Dataset items:
######
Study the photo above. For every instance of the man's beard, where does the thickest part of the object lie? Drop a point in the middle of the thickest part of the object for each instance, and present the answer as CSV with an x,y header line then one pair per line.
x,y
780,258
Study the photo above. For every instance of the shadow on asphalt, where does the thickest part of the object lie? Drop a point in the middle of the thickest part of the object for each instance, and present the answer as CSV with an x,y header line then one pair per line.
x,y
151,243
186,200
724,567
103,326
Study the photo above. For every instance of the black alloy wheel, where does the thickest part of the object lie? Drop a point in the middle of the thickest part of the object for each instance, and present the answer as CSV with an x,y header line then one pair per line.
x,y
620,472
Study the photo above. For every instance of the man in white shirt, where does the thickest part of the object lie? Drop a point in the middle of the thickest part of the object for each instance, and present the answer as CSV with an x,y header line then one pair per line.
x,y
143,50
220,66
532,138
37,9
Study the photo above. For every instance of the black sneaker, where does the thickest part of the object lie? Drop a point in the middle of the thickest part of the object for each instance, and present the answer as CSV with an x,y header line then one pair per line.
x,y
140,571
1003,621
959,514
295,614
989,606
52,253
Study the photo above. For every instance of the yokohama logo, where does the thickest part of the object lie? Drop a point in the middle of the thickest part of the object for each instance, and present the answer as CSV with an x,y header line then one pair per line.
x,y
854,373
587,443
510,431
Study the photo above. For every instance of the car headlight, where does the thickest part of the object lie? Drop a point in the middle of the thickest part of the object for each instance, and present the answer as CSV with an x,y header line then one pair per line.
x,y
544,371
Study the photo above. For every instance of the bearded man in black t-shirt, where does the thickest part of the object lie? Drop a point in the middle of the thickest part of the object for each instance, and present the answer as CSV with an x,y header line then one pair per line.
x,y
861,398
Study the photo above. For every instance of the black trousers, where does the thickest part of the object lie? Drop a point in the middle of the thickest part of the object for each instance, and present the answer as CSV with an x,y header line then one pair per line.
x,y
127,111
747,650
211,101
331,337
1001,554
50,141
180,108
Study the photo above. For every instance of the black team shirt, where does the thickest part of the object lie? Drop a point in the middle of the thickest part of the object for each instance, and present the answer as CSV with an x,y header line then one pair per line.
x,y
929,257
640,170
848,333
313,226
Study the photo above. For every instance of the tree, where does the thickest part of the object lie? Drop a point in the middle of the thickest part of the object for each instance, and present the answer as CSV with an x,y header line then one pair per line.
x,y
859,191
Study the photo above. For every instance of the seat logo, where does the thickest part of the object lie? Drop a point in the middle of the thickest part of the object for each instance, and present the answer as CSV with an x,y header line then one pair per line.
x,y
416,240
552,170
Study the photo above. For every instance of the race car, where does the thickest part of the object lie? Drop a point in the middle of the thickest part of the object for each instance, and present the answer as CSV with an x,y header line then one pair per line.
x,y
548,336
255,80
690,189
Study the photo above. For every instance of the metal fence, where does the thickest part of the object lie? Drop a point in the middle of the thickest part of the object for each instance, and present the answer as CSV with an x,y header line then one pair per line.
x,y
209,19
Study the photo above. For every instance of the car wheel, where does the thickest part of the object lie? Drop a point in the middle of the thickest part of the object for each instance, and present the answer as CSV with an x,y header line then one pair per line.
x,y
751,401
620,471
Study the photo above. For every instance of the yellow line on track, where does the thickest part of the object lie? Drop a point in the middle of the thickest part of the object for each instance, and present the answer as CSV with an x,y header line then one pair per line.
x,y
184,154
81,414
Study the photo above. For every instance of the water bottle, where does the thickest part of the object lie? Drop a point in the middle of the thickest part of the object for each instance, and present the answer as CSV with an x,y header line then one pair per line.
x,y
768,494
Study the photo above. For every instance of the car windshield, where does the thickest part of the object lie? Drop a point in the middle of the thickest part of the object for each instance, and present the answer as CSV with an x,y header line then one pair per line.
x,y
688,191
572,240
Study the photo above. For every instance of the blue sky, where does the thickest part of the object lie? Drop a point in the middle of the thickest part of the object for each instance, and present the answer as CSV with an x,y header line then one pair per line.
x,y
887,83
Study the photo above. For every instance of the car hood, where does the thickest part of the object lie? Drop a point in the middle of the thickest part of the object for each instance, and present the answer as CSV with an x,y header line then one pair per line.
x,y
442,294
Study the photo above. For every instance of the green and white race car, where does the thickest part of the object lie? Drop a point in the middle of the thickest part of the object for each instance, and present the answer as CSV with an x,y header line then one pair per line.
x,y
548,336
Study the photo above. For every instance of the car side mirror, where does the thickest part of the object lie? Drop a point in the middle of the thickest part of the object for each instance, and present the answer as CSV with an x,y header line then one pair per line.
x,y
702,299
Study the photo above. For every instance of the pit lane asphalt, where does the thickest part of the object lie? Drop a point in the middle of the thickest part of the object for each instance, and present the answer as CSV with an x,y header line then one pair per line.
######
Give back, exactly as written, the lines from the one with "car windshield, where" to the last line.

_Solved exercise_:
Study the photo above. For every instance of the car windshield, where does the thickest part of the object lie? Drop a point in the middle of the thickest part of the object for each instance, and present the answer as CSV with an x,y header line then one pair per line.
x,y
688,191
572,240
Study the photo above. For every instance of the blue sky, where does the thickest part of the object lie? Drop a point in the middle of the thickest part of the object for each instance, and present the answer as CSV with an x,y header line then one pair per line.
x,y
887,83
Study the photo above. For every instance of the car hood, where does the thickest part of the object lie? Drop a point in the middle of the thickest part of the object for each instance, and present the answer as CSV with an x,y header line then one pair per line.
x,y
442,294
Study the photo above. For every instance of the green and white race car, where does the thickest part of the object lie? Drop a point in the middle of the thickest part of the object for each instance, and present the answer as CSV with an x,y header line then one pair per line.
x,y
548,336
Study the photo above. For every instance of the car side mirror, where does the thickest part of the object lie? Drop a point in the middle of the thickest part of the object for each instance, and present the answer as CSV with an x,y header line then one pair per line.
x,y
702,299
Study the photo above. For every instance of the pit lane asphalt, where does the thickest part of the object lie? Drop a point in the middle of the thickest part of the object for each instance, and present the answer as CSV with an x,y header line then one pair per line.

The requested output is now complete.